Do High Heels cause Arthritis? New Study Says No…

high heels cause arthritis

Can high heels cause arthritis in your knee? Several years ago there was a big dust up in the press about a new study that showed that high heels caused arthritis. Now a new entry in that research shows the opposite-high heels may protect against knee arthritis. Girls, get your heels back out while I go through this controversy!

The concept that high heels could cause arthritis was based on the idea that having the foot flexed in that position would lead to excessive wear and tear on either the ankle or the knee. A 2010 study did show a correlation between high heels and big toe arthritis, which made some sense given that women’s toes are usually forced into a narrow shoe and high heels only add more pressure. Studies have since shown that walking in high heels does change the bio mechanics of walking and muscle activation.  An older 2005 study showed that even moderate heels added the kind of knee forces thought to be associated with knee arthritis.
--------------------------------------------------
> _PROBLEM TO SOLVE_:
From the article on high heels and arthritis, list every part of the body that it connects with arthritis or with wear and tear from wearing heels.
--------------------------------------------------
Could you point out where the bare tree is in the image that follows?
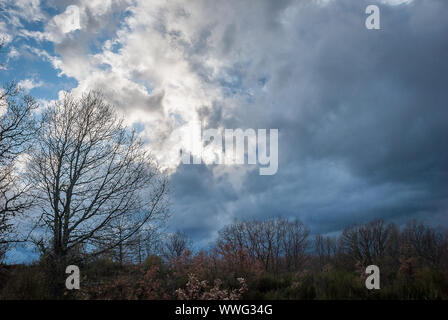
[340,220,393,266]
[0,83,37,246]
[401,220,448,267]
[162,231,192,261]
[314,234,337,266]
[218,218,309,272]
[28,92,167,262]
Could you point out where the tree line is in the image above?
[0,83,448,299]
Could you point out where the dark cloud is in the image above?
[165,0,448,242]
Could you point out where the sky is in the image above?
[0,0,448,260]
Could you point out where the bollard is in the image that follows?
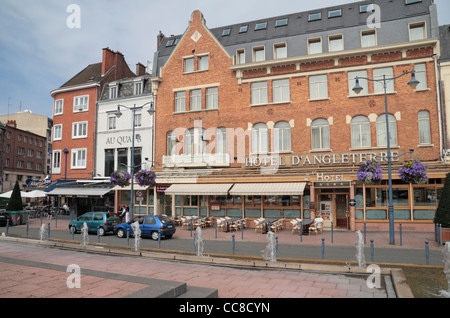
[158,230,161,249]
[331,221,333,244]
[364,222,367,245]
[231,234,235,255]
[299,221,303,243]
[370,240,375,263]
[398,223,403,246]
[322,238,325,259]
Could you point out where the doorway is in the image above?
[318,193,350,230]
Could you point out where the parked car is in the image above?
[114,215,176,240]
[69,212,120,236]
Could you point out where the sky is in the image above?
[0,0,450,118]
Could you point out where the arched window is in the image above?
[252,123,269,154]
[311,119,330,150]
[419,110,431,144]
[274,121,291,152]
[351,116,371,148]
[377,114,398,146]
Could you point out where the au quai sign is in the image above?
[245,152,399,168]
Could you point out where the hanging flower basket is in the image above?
[357,160,383,184]
[134,170,156,187]
[111,171,131,187]
[398,160,428,184]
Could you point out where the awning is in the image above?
[230,182,306,195]
[164,183,233,195]
[47,187,112,197]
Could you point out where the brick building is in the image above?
[131,0,448,231]
[0,120,47,192]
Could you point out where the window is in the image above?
[222,28,231,36]
[308,38,322,54]
[351,116,371,148]
[215,127,227,154]
[308,12,322,21]
[361,30,377,47]
[73,95,89,113]
[275,18,288,27]
[373,67,394,93]
[72,121,87,139]
[329,35,344,52]
[274,121,291,152]
[274,43,287,59]
[253,47,266,62]
[311,119,330,150]
[134,81,143,95]
[328,9,342,18]
[239,25,248,33]
[255,22,267,31]
[55,99,64,115]
[236,50,245,64]
[184,57,194,73]
[191,89,202,110]
[167,131,177,156]
[252,82,267,105]
[71,149,87,169]
[377,114,397,147]
[409,22,426,41]
[309,75,328,99]
[348,71,369,96]
[419,110,431,145]
[198,55,209,71]
[109,85,118,99]
[206,87,219,109]
[414,63,428,90]
[252,123,269,154]
[53,125,62,140]
[272,79,291,103]
[108,116,117,130]
[175,92,186,112]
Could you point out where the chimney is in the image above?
[6,120,17,128]
[102,47,115,76]
[136,63,146,76]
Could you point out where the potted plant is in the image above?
[357,159,383,184]
[434,173,450,242]
[111,171,131,188]
[398,160,428,184]
[134,170,156,187]
[6,181,26,225]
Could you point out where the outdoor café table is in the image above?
[262,219,278,234]
[224,218,241,232]
[302,219,313,235]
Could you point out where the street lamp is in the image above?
[353,70,420,245]
[114,100,155,220]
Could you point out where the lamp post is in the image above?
[114,99,155,220]
[353,70,420,245]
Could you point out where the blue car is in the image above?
[114,215,176,241]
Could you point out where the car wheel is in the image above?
[152,231,159,241]
[117,229,125,238]
[98,227,105,236]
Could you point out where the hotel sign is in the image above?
[245,152,399,168]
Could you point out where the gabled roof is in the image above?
[60,63,102,88]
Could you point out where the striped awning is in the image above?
[230,182,306,195]
[164,183,233,195]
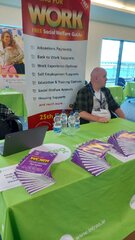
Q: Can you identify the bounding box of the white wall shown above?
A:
[0,5,22,27]
[85,21,135,81]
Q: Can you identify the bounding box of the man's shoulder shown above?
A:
[101,87,110,93]
[78,84,92,93]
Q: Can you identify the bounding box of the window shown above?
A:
[100,39,135,84]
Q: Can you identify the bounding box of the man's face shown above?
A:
[97,70,107,88]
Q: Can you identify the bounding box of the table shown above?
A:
[0,119,135,240]
[124,82,135,98]
[0,89,27,118]
[108,86,124,104]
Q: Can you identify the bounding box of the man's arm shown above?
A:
[115,108,125,118]
[80,111,109,123]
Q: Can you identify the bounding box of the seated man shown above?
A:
[0,103,14,120]
[73,67,125,123]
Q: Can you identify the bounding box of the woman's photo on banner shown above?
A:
[0,28,25,75]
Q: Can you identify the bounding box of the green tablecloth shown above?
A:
[124,82,135,97]
[0,119,135,240]
[0,89,27,117]
[108,86,124,104]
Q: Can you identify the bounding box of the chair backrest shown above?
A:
[117,77,126,88]
[0,118,22,139]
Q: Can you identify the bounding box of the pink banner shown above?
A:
[22,0,90,129]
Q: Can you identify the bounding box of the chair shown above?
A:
[117,77,126,89]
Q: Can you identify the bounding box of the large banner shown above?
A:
[0,26,25,91]
[22,0,90,129]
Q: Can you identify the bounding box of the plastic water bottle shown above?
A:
[74,111,80,130]
[53,113,62,135]
[68,112,75,135]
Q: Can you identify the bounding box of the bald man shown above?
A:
[73,67,125,123]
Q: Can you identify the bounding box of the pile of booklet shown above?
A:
[15,150,57,194]
[108,130,135,159]
[72,140,111,176]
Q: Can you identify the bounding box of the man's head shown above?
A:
[91,67,107,90]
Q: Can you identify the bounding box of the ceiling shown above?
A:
[0,0,135,28]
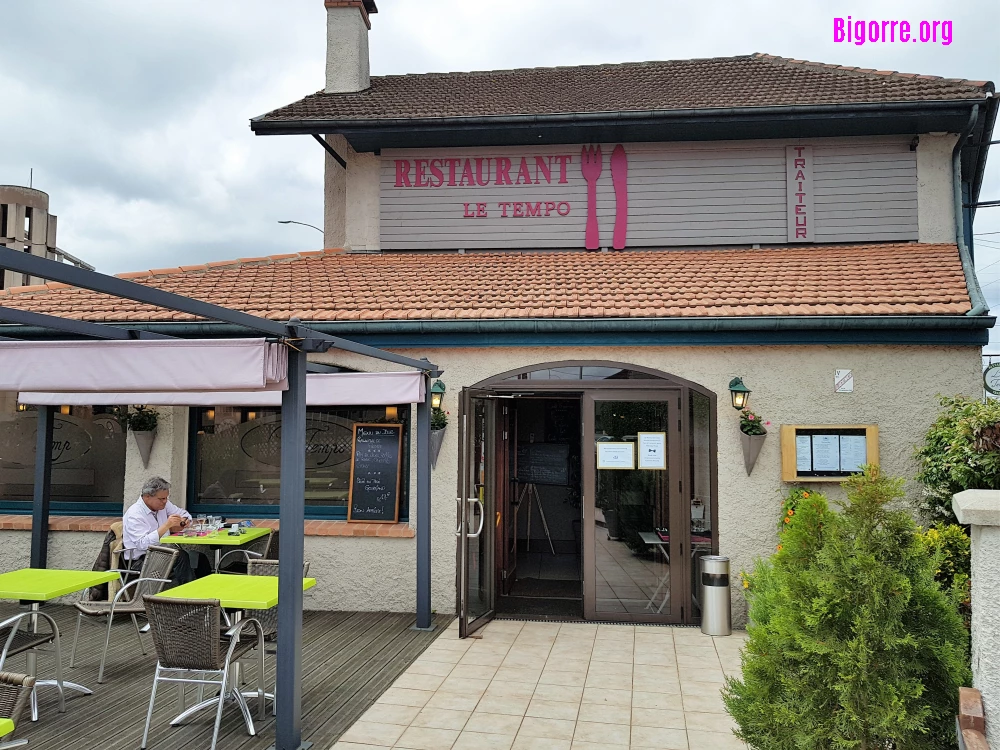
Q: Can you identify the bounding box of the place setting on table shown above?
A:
[160,516,271,572]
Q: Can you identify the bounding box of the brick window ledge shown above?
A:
[0,515,415,539]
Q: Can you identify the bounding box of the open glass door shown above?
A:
[456,388,497,638]
[583,390,690,623]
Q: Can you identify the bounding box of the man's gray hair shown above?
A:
[141,477,170,497]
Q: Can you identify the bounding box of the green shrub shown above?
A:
[916,396,1000,523]
[723,466,971,750]
[920,523,972,627]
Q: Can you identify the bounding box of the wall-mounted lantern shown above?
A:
[729,378,750,410]
[431,380,447,409]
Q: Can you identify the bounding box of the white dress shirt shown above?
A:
[122,497,191,560]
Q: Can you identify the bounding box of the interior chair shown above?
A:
[141,595,264,750]
[0,672,35,750]
[69,545,180,683]
[215,531,276,575]
[0,611,66,724]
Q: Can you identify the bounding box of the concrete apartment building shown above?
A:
[0,185,93,289]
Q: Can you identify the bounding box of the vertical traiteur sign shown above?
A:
[785,146,815,242]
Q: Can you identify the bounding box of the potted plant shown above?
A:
[431,407,448,468]
[125,406,159,468]
[740,409,771,476]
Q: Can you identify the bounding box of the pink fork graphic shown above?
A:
[580,146,604,250]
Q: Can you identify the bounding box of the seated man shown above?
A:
[122,477,194,584]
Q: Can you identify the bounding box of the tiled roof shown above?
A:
[0,243,971,323]
[259,53,993,122]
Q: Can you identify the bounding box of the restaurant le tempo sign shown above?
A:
[379,142,812,250]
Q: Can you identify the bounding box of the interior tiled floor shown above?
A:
[594,526,670,614]
[333,620,746,750]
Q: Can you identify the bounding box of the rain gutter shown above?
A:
[0,314,996,339]
[951,104,990,317]
[250,97,988,135]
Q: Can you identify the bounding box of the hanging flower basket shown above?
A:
[431,408,448,469]
[125,406,159,469]
[740,409,771,476]
[132,430,156,469]
[740,432,767,476]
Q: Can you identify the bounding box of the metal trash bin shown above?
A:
[700,555,733,635]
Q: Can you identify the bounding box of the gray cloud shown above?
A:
[0,0,1000,340]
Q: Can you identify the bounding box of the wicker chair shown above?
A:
[69,545,180,683]
[0,612,66,724]
[141,595,265,750]
[215,531,276,575]
[0,672,35,750]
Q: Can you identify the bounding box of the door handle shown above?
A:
[466,497,486,539]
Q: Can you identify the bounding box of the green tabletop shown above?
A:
[160,526,271,548]
[0,568,118,602]
[157,573,316,609]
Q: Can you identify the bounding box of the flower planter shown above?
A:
[431,427,448,469]
[740,432,767,476]
[131,430,156,469]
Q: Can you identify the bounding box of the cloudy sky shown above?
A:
[0,0,1000,328]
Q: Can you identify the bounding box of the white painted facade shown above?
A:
[952,490,1000,747]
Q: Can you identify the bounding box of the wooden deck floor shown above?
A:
[0,604,452,750]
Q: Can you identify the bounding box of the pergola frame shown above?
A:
[0,246,442,750]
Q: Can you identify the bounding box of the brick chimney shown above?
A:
[324,0,378,94]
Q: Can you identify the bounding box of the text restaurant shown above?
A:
[0,0,997,635]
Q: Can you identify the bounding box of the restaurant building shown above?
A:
[0,0,997,632]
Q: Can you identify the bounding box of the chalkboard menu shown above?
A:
[514,443,569,487]
[347,423,403,523]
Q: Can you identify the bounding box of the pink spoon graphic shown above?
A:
[611,143,628,250]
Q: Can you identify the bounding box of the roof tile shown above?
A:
[259,53,993,123]
[0,243,971,322]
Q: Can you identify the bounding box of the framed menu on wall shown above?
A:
[781,424,878,482]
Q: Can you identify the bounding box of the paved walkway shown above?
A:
[333,620,746,750]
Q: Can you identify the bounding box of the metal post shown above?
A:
[416,373,434,630]
[31,406,56,568]
[274,347,309,750]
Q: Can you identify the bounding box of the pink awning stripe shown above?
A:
[0,339,288,390]
[17,372,425,408]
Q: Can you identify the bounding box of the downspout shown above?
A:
[951,104,990,315]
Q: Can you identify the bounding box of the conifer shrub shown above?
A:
[723,466,971,750]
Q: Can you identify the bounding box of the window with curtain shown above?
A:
[0,402,126,515]
[188,404,410,520]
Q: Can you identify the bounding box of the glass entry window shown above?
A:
[585,391,686,621]
[457,390,496,638]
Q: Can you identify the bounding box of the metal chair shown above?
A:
[243,560,309,714]
[0,672,35,750]
[243,560,309,641]
[215,531,275,575]
[69,545,180,683]
[141,595,264,750]
[0,611,66,724]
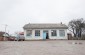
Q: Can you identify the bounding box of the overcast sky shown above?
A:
[0,0,85,33]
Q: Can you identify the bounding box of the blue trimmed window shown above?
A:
[51,30,57,36]
[26,30,32,36]
[59,30,65,36]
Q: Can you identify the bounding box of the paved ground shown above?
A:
[0,40,85,55]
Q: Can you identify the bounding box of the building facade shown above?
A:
[23,24,68,40]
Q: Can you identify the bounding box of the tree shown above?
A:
[68,18,85,37]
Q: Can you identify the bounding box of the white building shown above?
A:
[23,24,68,40]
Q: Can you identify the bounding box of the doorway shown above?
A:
[43,30,49,39]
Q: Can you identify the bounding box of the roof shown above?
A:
[0,31,9,36]
[23,23,68,29]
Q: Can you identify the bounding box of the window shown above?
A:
[26,30,32,36]
[59,30,65,36]
[35,30,40,36]
[51,30,57,36]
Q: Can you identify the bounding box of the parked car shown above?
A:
[18,35,25,41]
[8,36,15,41]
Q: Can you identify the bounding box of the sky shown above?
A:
[0,0,85,33]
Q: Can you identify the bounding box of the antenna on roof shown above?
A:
[61,22,62,24]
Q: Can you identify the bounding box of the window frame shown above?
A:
[51,30,57,36]
[59,30,65,37]
[26,30,32,37]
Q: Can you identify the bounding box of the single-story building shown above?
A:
[23,23,68,40]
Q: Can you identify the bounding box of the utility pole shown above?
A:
[4,24,8,41]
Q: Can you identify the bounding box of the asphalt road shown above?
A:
[0,40,85,55]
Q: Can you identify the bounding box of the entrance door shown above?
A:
[43,30,49,39]
[43,32,46,39]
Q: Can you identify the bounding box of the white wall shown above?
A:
[24,29,67,40]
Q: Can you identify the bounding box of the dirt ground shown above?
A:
[0,40,85,55]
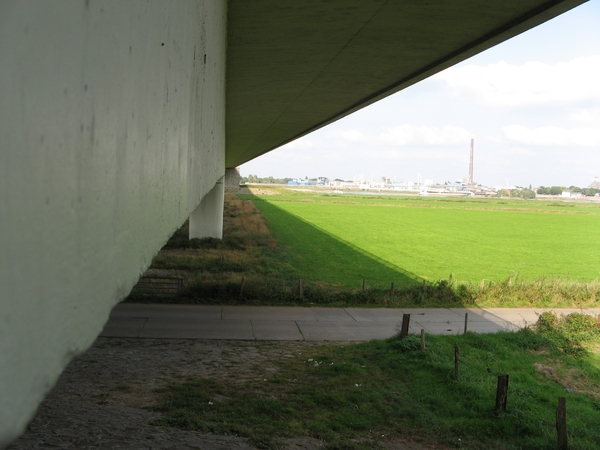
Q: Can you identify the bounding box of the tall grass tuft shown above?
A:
[129,195,600,308]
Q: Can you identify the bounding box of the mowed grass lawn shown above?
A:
[245,191,600,287]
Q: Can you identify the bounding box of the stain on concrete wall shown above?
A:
[0,0,226,442]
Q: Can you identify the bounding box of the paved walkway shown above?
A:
[101,303,600,341]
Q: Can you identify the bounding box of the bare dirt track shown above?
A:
[8,338,445,450]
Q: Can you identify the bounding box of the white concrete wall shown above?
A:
[189,177,225,239]
[0,0,226,448]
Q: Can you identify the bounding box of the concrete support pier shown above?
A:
[189,177,225,239]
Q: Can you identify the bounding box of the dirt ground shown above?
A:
[8,338,450,450]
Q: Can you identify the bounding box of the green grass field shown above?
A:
[242,190,600,287]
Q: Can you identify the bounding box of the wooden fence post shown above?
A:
[494,375,508,411]
[454,344,460,380]
[556,397,569,450]
[240,277,246,300]
[400,314,410,337]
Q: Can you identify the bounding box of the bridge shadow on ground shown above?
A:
[248,195,423,288]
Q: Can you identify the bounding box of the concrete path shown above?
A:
[101,303,600,341]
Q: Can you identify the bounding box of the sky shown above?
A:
[241,0,600,187]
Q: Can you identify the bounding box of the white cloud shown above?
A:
[502,125,600,147]
[280,138,316,150]
[434,55,600,106]
[327,128,369,142]
[378,125,473,145]
[569,108,600,127]
[328,124,473,146]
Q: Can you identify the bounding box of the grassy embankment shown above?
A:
[155,313,600,450]
[137,189,600,307]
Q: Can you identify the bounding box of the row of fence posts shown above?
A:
[239,277,569,450]
[400,313,569,450]
[239,277,418,300]
[239,277,395,300]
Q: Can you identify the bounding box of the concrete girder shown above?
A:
[226,0,584,167]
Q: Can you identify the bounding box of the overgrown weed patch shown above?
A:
[156,314,600,449]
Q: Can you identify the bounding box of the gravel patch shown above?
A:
[8,338,442,450]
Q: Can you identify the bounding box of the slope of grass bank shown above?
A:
[130,190,600,308]
[155,315,600,449]
[246,191,600,286]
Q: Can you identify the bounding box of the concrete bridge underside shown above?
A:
[0,0,583,448]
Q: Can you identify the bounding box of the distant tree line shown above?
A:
[241,174,293,184]
[537,186,600,197]
[496,188,536,200]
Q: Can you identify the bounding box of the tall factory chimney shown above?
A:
[469,138,475,186]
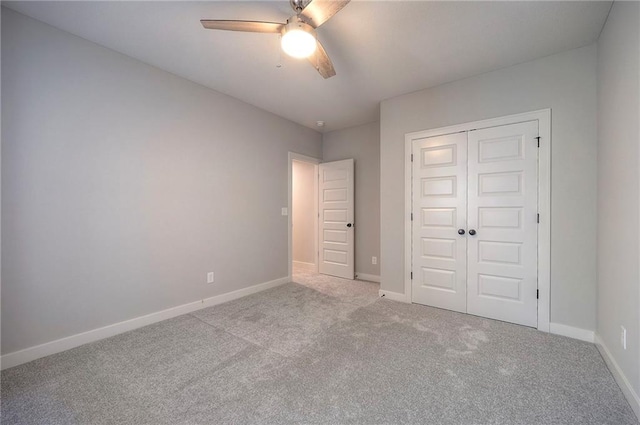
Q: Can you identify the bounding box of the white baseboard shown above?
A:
[293,261,316,272]
[595,334,640,422]
[0,277,291,370]
[356,272,380,283]
[378,289,409,303]
[549,323,595,343]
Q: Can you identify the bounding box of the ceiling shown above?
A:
[3,0,611,131]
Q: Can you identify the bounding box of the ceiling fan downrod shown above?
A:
[289,0,311,15]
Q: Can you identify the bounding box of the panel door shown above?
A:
[467,121,538,327]
[411,133,467,312]
[318,159,355,279]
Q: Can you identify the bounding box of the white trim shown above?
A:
[404,109,551,332]
[356,272,380,283]
[293,261,318,272]
[595,334,640,422]
[549,322,595,343]
[287,152,320,276]
[0,276,291,370]
[378,289,411,303]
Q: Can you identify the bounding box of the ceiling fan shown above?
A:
[200,0,350,79]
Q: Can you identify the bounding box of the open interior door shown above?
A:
[318,159,355,279]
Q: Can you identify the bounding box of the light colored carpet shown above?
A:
[1,272,637,425]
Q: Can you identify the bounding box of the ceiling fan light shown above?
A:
[281,25,318,58]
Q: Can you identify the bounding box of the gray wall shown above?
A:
[597,2,640,394]
[2,9,322,353]
[291,161,318,264]
[322,122,380,276]
[380,45,596,330]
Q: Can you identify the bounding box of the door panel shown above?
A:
[412,133,467,312]
[319,159,354,279]
[467,121,538,326]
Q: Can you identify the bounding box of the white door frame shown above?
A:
[404,109,551,332]
[287,152,320,280]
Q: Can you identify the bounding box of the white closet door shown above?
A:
[319,159,355,279]
[467,121,538,327]
[411,133,467,312]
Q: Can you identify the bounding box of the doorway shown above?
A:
[291,160,318,273]
[283,152,355,280]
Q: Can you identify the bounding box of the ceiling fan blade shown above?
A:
[300,0,350,28]
[200,19,284,34]
[307,41,336,80]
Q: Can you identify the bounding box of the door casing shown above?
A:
[404,109,551,332]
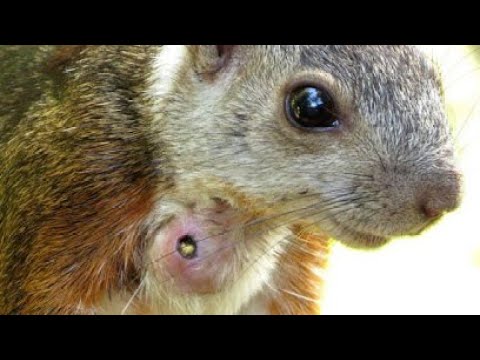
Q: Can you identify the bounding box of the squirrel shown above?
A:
[0,45,461,314]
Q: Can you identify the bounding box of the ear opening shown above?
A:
[190,45,235,77]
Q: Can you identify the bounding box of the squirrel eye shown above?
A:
[286,86,340,131]
[177,235,197,260]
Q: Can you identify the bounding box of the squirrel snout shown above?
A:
[419,171,461,220]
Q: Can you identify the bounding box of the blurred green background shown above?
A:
[323,45,480,314]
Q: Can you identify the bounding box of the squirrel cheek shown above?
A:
[150,215,231,294]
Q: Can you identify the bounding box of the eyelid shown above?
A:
[283,70,351,114]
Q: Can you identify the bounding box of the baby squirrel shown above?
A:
[0,45,461,314]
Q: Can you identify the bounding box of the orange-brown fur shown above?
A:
[0,46,328,314]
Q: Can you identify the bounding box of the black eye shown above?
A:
[286,86,340,131]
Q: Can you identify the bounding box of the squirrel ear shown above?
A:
[189,45,235,75]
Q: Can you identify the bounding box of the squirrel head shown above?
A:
[150,45,460,247]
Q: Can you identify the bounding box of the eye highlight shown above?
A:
[286,86,340,132]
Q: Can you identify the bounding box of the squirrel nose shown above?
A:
--------------------------------------------------
> _RESPONSE TO THE TASK_:
- Knee
- Ankle
- Big toe